• [目標]:
• 1. ムーミンのダンスについての文章を2文で要約してください。
• 2. ムーミンのダンスについての文章で取り上げられている作品名を、括弧内に示された年とともにすべて挙げてください。
• 3. ムーミンのダンスについての文章を、途切れたところから書き継いでください。

• [ページ抜粋]:
================================

この本には、たくさんのダンスのイラストが描かれています。最初のイラストは、森のパーティー全体を遠くから見たもので、さまざまな生きものがペアになり、ダンスフロアで抱き合って踊っている姿が描かれています。

つがいのねずみが気どったようすで、あずまやの中をくるくるおどっています。

『たのしいムーミン一家』(1948年)でも、森は盛大なお祝いで活気づきます。たくさんの登場人物たちが森のまわりに集まって親しげなパーティーを開いているのが見られ、楽しげなお祝いの声が木々の間にさざめきます。

 

するとムーミンパパが、オルゴールを庭へ持ち出して、大きなスピーカーにつなぎました。
たちまち谷のあちこちが、おどったり、はねたり、足をふみ鳴らしたり、くるっと回ったり、羽をばたつかせたりするもので、いっぱいになりました。木の妖精たちは髪をなびかせて舞い、つがいのねずみが気どったようすで、あずまやの中をくるくるおどっています。
『たのしいムーミン一家』(トーベ・ヤンソン/作 山室静/訳 講談社)より

 

「ムーミン」シリーズにおける身体表現に関するシルケ・ハッポネン氏の博士論文(2007年“Vilijonkka ikkunassa - Tove Janssonin Muumiteosten kuva, sana ja like”)によれば、バレリーナのようなムーミンのダンスから、よりアーティスティックなフィリフヨンカやミムラねえさんのダンスまで、キャラクターが踊るスタイルにもそれぞれ違いがあるのだそうです。

 

ムーミンシリーズ最後のもの悲しい物語、『ムーミン谷の十一月』(1970年)では、ミムラねえさんのダンスのシーンによって、明るさがもたらされます。ミムラねえさんの動きと、ダンスの喜びが、詳細に描写されています。

 

ミムラねえさんは、はにかみながら、でも自信に満ちたようすで、部屋のまん中に出ていきました。髪の毛はひざまであり、うまく髪が洗えたことは、ひと目でわかりました。
ミムラねえさんがちらっとうなずいたのを合図に、スナフキンはハーモニカを吹きはじめました。ゆるやかな曲に合わせて、ミムラねえさんは腕を上げて、小きざみなステップで回りだしました。シュー、シュー、ティデリドゥ、と鳴り響くハーモニカのメロディがいつの間にか陽気な調子になってくると、ダンスもどんどん速くなりました。台所の中は、音楽と活気でいっぱいになり、その明るい色の長い髪は、まるできらきらと日の光がおどっているようでした。なんて美しく、なんて、たのしいのでしょう!
『ムーミン谷の十一月』(トーベ・ヤンソン/作 鈴木徹郎/訳 講談社)より

 

また、『ムーミン谷の夏まつり』(1954年)では、フィリフヨンカが夏至祭に心をかき立てられ、かがり火の周りで踊って祝おうとします。

 

「なんていい夜でしょう! この立てふだをみんな燃やして、夏まつりのかがり火をたきましょう。それで燃えつきるまで、おどりましょうよ!」(中略)
フィリフヨンカは歌いました。細い足で、たき火のぐるりをおどり回り、小枝で、火をかき立てて回りながら。
おじさんなんか、もういらない!
おばさんなんか、もういらない!
ビビデバビデブー!

================================

(データセットの行)
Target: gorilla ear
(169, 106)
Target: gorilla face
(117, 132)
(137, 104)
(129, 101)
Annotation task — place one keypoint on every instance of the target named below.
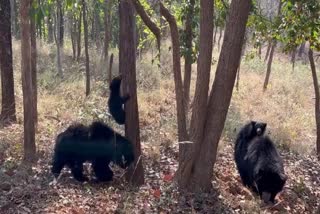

================================

• [解答]:
• 1. 「ムーミン」シリーズには、森のパーティーやお祝いの場面など、登場人物たちが踊るシーンがいくつも描かれています。『ムーミン谷の十一月』ではミムラねえさんのダンスが物語に明るさをもたらし、『ムーミン谷の夏まつり』ではフィリフヨンカが夏至祭のかがり火の周りで踊って祝おうとします。

• 2.
『たのしいムーミン一家』(1948年)
『ムーミン谷の十一月』(1970年)
『ムーミン谷の夏まつり』(1954年)

• 3.
『ムーミン谷の夏まつり』(トーベ・ヤンソン/作 下村隆一/訳 講談社)より

 

『ムーミン谷の冬』(1957年)にもかがり火のお祭りがあります。それは冬のさなか、ムーミン谷が眠っている間に出てくるすべての生きもののための、千年続く伝統です。

 

ふたり同時に、山へ目をやると、黄色い炎が勢いよく上がりました。トゥーティッキが、積み上がった山に火をつけたのです。
またたく間に、その山は下から上まで燃えさかって、ライオンのようなうなり声をあげました。すぐ下の黒い氷にも、そのすがたがあざやかにうつりました。
すると、さびしげな曲がかすかに聞こえてきて、ムーミントロールのそばをかけぬけました。すがたの見えないとんがりねずみが、冬まつりにおくれてはたいへんと、急いでいたのです。
小さい影や大きな影が、山の上の火のまわりを、おごそかにはねまわっていました。しっぽでたいこをたたく音も、聞こえてきます。
『ムーミン谷の冬』(トーベ・ヤンソン/作 山室静/訳 講談社)より

 

「モランはおどっていたのです!」

『ムーミンパパ海へいく』(1965年)では、最も冷たいキャラクター、モランでさえ、ムーミントロールが毎晩訪れて灯すランプの光に喜び、身体を動かして喜びを表現します。

 

モランがカンテラを見るのには、決まった手順がありました。しばらくじっとランプを見つめていてから、歌いだします。あるいは、歌のような音をたてるといいましょうか。ハミングと口笛をいっしょにしたようなかぼそい音でしたが、どこまでもしみ通ってくるのでした。頭の中にも、目の奥にも、おなかの中までも、入りこむような感じなんです。
そして歌といっしょに、体を前へ後ろへゆっくりと重そうにゆすぶりながら、コウモリのかさかさした、しわくちゃのつばさみたいに、スカートをぱたぱたやるのでした。
『ムーミンパパ海へいく』(トーベ・ヤンソン/作 小野寺百合子/訳 講談社)より

 

ダンスの変遷:スウィングからサンバまで

ムーミンの物語は60以上の言語に翻訳され、その多くが長年にわたって何度も版を重ねてきました。多くの版は、文化的な違いだけでなく、その本が書かれたり、編集されたりした時代の流行による違いも示しています。

1946年のスウェーデン語版の『ムーミンの谷の彗星』初版(『Kometjakten』)では、スノークのおじょうさんはムーミントロールに 「スウィングを踊れる?」と聞いています。しかし、その後の1956年の版(『Mumintrollet på kometjakt』)では、マンボの腕前について聞いています。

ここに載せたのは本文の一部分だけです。